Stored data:
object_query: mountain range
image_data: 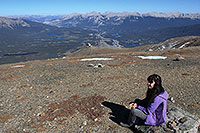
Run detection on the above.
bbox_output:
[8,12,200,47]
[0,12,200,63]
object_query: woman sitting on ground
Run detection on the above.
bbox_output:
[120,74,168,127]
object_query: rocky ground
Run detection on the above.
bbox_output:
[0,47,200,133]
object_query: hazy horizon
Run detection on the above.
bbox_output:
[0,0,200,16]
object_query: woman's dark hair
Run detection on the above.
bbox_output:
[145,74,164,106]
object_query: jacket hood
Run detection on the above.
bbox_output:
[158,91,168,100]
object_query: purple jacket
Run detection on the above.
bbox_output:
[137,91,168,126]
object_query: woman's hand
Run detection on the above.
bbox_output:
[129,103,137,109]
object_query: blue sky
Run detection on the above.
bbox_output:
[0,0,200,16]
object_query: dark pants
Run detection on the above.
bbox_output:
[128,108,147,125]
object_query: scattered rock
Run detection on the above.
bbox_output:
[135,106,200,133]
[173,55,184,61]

==

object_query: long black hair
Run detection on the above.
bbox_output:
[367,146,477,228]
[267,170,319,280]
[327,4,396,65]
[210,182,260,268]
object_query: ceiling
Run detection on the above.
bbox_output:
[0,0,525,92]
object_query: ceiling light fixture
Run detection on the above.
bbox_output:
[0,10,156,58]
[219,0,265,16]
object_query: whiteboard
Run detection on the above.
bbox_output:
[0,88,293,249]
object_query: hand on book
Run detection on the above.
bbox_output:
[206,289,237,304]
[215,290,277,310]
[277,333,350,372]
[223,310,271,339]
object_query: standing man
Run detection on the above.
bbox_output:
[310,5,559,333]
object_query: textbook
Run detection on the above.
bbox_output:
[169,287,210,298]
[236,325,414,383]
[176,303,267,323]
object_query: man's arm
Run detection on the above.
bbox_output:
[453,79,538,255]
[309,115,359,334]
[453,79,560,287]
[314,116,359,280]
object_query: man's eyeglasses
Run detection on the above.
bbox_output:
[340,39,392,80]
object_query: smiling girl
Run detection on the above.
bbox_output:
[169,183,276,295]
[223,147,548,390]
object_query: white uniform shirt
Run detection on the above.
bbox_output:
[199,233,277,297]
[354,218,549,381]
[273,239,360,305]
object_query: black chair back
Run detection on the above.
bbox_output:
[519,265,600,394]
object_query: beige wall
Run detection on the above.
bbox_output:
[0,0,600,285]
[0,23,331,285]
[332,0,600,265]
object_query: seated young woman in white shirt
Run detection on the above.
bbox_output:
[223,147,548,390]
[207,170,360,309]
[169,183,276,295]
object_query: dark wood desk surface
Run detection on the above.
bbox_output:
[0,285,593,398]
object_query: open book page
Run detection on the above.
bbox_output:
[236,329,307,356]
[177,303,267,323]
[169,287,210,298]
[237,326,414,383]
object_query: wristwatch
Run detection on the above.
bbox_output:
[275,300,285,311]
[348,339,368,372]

▶ [What you need to do]: Copy out the lines of the listing above from the line with "object_query: mountain range" to the line with "[158,91,168,100]", keeping both of those lines. Leave the pictures out of your answer.

▶ [Worked solution]:
object_query: mountain range
image_data: 
Run detection on the above.
bbox_output:
[8,12,200,47]
[0,12,200,63]
object_query: woman sitting on ground
Run detection on the above.
bbox_output:
[120,74,168,127]
object_query: rocky ground
Run detection on the above.
bbox_output:
[0,47,200,133]
object_query: hazy horizon
Run detection on the above.
bbox_output:
[0,0,200,16]
object_query: woman's dark hair
Run detection on the above.
bbox_output:
[145,74,164,106]
object_query: jacket hood
Run detection on the above.
bbox_output:
[158,91,168,100]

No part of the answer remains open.